_What is being asked_: When you return the entries, keep every word and mark exactly as it is.

_Task input_:
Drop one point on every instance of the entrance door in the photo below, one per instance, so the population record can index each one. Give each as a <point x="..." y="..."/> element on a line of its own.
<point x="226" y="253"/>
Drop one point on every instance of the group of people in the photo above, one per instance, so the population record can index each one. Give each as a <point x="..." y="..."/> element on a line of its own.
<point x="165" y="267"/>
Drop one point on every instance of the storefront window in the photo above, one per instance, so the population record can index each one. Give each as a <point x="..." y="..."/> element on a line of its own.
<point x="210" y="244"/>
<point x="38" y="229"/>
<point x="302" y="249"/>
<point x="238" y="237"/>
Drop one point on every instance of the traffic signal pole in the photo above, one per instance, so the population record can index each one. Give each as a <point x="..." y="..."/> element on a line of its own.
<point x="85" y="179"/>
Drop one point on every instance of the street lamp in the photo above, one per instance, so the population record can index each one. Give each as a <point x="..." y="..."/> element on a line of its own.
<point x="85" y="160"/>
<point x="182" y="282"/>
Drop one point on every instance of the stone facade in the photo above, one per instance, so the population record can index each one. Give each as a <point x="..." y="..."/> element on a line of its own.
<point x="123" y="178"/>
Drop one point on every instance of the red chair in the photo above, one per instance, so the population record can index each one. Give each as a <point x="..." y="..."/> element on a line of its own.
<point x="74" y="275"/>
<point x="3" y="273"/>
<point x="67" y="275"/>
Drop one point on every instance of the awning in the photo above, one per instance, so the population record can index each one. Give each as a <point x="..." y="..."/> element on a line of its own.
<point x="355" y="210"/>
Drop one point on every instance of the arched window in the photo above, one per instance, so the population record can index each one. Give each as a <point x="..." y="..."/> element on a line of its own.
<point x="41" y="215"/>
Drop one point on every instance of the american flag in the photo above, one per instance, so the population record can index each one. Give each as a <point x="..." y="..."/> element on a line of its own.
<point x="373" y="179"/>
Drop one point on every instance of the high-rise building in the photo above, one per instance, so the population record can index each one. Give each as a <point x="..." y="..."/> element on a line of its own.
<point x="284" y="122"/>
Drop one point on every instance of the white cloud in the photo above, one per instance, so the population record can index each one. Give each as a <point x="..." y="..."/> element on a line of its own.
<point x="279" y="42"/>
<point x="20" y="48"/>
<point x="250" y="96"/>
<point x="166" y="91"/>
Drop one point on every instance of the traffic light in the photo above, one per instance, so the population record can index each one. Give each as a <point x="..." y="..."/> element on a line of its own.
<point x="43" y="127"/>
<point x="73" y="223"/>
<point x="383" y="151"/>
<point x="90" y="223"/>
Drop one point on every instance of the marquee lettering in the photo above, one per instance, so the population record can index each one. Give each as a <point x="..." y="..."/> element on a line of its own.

_Reply to the exercise_:
Drop one point on every instance of the entrance door in the photo below, one per instance, so the population record can index each one. Give each as a <point x="..." y="..."/> element on a line of its own.
<point x="226" y="253"/>
Drop one point on every instance of the group of people in the photo above, one per instance, so the population record can index each one. Give each as a <point x="..." y="..."/> element on a line of its own.
<point x="165" y="267"/>
Drop one point on every instance of the storefront window in the photo above, one per instance, so the population record can index each one. Give each as a <point x="..." y="..."/> element on a line of its own.
<point x="210" y="244"/>
<point x="38" y="229"/>
<point x="302" y="249"/>
<point x="238" y="237"/>
Drop one point on every instance of the traffic signal pole in the photo above, one per instance, so the population record can index each one. Give each as a <point x="..." y="..."/> element on a line of its own.
<point x="85" y="179"/>
Drop one point on every instance of the street lamp in the photo above, one per instance, so the population record can index each one. Give each as a <point x="..." y="..."/> element on a line of its own.
<point x="85" y="160"/>
<point x="182" y="282"/>
Drop one point on every instance of the stone facade in the photo above, one per instance, so the population record can index each one. Give each as a <point x="..." y="..."/> element on a line of its own.
<point x="123" y="178"/>
Drop one point on every instance of the red chair in the photo above, one per instance, so the population record can index each one. Give each as a <point x="..." y="..."/> element on a line of its own.
<point x="74" y="275"/>
<point x="3" y="273"/>
<point x="67" y="275"/>
Drop one point on every instance of the awning in the photo above, one per instance, so the population record can index each one. Give each as a <point x="..." y="..."/> element on a line of its own.
<point x="355" y="210"/>
Drop one point on every instance of the arched window in the photo above, one per instance, so the population record can index each one. Give each as a <point x="..." y="..."/> element on a line of its own.
<point x="41" y="215"/>
Drop one point on every instance of the american flag in the photo above, one per instance, so the population record can index each one. Give each as a <point x="..." y="..."/> element on a line of its own.
<point x="373" y="179"/>
Drop one point on every instance of the high-rise building in the photo above, one per instance, so the population record can index each one. Give each as a <point x="..." y="..."/> element on a line of its own.
<point x="284" y="122"/>
Drop one point on every instance of the white cloud in the photo above, one per instance, so the population record can index each one. Give each as a <point x="..." y="..."/> element on a line of its own.
<point x="279" y="42"/>
<point x="20" y="48"/>
<point x="250" y="96"/>
<point x="166" y="91"/>
Drop one point on every instance of the traffic light in the photo above, one per instance, so the population record can index each one. Give each as a <point x="..." y="..."/> element on a line of its own.
<point x="43" y="127"/>
<point x="73" y="223"/>
<point x="383" y="151"/>
<point x="90" y="223"/>
Drop one point on every instance of the marquee lettering in the photo above, one per instance, so the population record can index each one. Give each as a <point x="..." y="..."/> element on a line of its own.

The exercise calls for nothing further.